# GIVEN PROBLEM:
Copy out, without any change, the lines starting at the one that contains "man's ear -> point" and ending at the one that contains "(1110, 260)", both of those lines included, and nothing else.

Coordinate labeling data
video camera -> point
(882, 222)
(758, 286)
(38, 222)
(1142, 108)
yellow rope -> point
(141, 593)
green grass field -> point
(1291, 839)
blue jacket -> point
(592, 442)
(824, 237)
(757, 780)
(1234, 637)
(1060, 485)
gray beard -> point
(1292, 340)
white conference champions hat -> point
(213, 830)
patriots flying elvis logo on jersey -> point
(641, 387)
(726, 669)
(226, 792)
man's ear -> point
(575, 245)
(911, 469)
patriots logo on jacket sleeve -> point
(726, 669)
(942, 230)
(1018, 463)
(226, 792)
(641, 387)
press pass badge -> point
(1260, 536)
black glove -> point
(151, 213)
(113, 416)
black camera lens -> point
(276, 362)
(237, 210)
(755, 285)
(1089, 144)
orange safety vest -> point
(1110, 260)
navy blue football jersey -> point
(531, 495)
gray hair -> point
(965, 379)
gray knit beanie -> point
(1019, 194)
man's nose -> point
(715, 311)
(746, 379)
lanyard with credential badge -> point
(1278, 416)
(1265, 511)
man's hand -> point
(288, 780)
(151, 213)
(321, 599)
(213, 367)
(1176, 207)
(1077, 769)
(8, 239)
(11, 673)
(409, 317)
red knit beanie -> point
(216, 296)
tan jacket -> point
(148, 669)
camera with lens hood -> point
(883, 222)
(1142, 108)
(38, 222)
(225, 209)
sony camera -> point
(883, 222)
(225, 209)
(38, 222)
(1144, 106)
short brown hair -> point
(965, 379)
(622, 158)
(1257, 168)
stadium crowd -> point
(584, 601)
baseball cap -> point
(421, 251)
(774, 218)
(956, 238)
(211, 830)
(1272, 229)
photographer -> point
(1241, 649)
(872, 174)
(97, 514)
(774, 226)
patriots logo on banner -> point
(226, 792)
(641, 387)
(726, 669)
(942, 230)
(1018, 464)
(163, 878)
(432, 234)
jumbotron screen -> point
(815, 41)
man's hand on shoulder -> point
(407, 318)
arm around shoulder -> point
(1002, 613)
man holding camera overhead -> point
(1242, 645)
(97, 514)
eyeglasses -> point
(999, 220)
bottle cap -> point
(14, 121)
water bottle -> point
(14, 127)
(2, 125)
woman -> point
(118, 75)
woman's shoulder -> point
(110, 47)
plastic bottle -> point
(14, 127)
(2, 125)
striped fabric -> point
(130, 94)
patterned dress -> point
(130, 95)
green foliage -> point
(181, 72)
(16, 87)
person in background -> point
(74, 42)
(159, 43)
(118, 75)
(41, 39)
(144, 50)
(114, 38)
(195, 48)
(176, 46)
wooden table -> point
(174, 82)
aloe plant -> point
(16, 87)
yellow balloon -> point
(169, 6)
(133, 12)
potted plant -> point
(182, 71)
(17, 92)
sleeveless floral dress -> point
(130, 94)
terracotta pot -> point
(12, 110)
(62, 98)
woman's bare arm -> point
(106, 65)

# EXPECTED ANSWER:
man's ear -> point
(575, 245)
(911, 469)
patriots logo on jacket sleeve -> point
(726, 669)
(942, 230)
(1018, 463)
(226, 792)
(641, 387)
press pass badge -> point
(1260, 536)
black glove -> point
(151, 213)
(113, 416)
black camera lens -> point
(276, 362)
(237, 210)
(755, 285)
(1089, 144)
orange safety vest -> point
(1110, 260)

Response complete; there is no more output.